### [Provided passage]

Cancer is much less common in elephants than in humans, even though the big beasts' bodies have many more cells. That's a paradox known among scientists, and now researchers think they may have an explanation.
Compared with just one copy in humans, elephants' cells contain 20 copies of a major cancer-suppressing gene, two teams of scientists report.
The findings aren't proof that those extra p53 genes make elephants cancer-resistant, but if future research confirms it, scientists could try to develop drugs for humans that would mimic the effect.
Dr. Joshua Schiffman, a pediatric cancer specialist at the University of Utah who led one of the teams, began his research after hearing a lecture a few years ago about Peto's paradox—that large animals have comparatively lower cancer rates than smaller species.
The lecturer mentioned that elephants seemed to have extra copies of the p53 gene. Schiffman's patients include children with incomplete p53 genes because of a condition called Li-Fraumeni syndrome, which greatly increases their chances of developing cancer.

[Natural-language object grounding data]
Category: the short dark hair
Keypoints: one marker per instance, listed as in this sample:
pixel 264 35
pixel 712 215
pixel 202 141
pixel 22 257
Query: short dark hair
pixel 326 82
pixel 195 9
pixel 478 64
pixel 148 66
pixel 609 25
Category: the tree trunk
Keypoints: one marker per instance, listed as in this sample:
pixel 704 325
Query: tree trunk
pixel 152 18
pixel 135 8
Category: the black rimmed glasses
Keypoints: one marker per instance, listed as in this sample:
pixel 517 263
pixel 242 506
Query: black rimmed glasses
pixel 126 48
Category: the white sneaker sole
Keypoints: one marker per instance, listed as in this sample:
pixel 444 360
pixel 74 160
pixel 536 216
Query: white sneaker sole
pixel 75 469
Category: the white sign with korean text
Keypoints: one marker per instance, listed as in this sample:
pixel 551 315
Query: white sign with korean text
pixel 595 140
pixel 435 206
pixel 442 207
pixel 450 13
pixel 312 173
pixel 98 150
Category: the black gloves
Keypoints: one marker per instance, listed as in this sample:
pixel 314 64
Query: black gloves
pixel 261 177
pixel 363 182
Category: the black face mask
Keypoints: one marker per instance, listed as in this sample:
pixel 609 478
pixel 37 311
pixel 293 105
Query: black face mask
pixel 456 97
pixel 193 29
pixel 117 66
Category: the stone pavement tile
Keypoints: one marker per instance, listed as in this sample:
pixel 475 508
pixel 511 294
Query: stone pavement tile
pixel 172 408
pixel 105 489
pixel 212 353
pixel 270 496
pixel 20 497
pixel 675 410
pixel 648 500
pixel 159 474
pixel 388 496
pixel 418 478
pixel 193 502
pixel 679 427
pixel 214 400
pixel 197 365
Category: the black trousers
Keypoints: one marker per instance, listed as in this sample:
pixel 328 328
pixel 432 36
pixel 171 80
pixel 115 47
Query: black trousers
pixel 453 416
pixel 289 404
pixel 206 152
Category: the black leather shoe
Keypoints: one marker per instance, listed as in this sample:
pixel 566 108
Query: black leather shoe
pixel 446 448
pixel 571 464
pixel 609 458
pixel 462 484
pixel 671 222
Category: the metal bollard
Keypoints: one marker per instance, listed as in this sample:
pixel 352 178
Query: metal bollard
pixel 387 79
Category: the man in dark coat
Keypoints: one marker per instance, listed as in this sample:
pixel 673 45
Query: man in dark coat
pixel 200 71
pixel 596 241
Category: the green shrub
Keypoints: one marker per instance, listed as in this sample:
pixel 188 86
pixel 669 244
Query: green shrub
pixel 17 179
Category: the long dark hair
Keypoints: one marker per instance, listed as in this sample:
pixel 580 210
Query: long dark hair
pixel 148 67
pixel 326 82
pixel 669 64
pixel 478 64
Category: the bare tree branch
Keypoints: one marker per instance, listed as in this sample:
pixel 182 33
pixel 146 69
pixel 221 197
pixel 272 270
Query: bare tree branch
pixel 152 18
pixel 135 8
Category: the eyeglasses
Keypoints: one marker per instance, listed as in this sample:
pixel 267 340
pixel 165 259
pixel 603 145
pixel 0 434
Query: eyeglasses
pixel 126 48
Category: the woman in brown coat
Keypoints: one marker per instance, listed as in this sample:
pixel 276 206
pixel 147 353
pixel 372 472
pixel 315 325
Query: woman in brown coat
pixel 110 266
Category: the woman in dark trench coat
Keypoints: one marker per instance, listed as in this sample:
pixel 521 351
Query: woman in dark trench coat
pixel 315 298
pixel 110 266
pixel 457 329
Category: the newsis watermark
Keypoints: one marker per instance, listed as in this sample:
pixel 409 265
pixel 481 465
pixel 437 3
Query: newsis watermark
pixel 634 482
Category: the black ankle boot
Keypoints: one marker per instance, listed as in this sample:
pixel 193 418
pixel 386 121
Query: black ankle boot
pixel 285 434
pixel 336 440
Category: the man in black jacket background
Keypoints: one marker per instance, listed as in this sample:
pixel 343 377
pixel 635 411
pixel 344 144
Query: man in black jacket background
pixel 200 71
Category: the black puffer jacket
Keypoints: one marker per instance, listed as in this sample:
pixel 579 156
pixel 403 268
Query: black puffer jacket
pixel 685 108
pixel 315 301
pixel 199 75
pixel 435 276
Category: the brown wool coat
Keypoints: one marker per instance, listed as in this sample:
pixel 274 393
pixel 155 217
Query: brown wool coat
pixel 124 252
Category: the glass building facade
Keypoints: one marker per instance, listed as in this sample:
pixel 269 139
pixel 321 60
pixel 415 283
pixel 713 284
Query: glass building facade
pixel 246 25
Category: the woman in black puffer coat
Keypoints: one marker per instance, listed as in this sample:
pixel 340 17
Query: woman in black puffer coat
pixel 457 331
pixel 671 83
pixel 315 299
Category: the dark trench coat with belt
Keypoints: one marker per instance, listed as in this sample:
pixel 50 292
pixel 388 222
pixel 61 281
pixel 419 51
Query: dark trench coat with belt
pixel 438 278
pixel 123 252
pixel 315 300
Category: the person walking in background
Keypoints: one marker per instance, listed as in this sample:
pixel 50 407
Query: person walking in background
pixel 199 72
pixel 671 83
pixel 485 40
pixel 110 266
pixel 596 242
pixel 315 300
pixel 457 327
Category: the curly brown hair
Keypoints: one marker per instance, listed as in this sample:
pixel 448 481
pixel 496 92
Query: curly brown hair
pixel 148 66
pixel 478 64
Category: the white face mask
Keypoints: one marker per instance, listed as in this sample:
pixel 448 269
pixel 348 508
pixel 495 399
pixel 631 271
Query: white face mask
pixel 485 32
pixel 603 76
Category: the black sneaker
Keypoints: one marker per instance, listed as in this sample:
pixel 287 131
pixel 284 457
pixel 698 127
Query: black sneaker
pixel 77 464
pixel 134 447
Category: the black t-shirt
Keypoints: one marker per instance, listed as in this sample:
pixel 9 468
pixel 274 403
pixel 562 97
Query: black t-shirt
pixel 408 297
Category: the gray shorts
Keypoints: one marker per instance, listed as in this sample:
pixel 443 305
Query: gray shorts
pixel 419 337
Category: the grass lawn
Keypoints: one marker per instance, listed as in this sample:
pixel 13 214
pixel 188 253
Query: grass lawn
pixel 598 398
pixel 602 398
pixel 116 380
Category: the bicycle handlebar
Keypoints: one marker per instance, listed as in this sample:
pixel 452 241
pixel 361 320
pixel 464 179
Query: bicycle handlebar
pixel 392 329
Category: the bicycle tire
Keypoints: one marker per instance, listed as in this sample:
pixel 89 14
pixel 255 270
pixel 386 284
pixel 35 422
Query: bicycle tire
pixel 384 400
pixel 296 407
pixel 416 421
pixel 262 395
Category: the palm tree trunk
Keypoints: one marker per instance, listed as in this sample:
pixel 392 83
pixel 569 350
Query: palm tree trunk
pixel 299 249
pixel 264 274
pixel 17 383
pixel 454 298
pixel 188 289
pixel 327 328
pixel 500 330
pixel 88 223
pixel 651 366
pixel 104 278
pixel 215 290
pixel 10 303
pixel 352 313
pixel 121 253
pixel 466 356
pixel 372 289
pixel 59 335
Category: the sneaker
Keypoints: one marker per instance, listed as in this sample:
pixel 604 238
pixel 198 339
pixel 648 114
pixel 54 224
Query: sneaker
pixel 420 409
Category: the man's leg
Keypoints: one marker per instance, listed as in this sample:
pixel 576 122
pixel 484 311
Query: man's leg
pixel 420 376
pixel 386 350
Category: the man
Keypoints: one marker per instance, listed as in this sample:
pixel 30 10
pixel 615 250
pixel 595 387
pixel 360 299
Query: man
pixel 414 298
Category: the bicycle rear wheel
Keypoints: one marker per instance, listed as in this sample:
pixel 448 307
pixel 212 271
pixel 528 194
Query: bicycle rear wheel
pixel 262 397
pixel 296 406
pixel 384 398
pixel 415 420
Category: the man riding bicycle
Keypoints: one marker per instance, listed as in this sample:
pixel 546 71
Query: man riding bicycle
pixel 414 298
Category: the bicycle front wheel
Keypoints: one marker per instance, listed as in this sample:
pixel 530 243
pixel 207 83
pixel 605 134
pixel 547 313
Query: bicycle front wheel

### [Work instruction 1]
In one to three sentences, explain why the elephant cancer article calls the low rate of cancer in elephants a paradox.
### [Work instruction 2]
According to the elephant cancer article, how many copies of the major cancer-suppressing gene do elephants' cells contain?
### [Work instruction 3]
Pick up the elephant cancer article from its last sentence and keep writing it.

### [Written answer 1]
It is a paradox because elephants get cancer much less often than humans do, even though their bodies have many more cells.

### [Written answer 2]
20 copies.

### [Written answer 3]
His team—as well as a second group of scientists—pinned down the size of the elephants' surplus genes—20 copies.
Schiffman and his colleagues compared how elephant cells reacted to radiation, compared with cells from 10 healthy humans and 10 patients with Li-Fraumeni syndrome.
The elephant cells self-destructed at twice the rate of healthy human cells and more than five times the rate of cells from patients with the syndrome. Cells that don't self-repair or self-destruct when exposed to carcinogens become prone to developing cancer. The scientists' work was published in JAMA.
While the research won't lead to any immediate treatment for humans, progress against cancer can come “from unexpected directions,” said Dr. Ted Gansler of the American Cancer Society.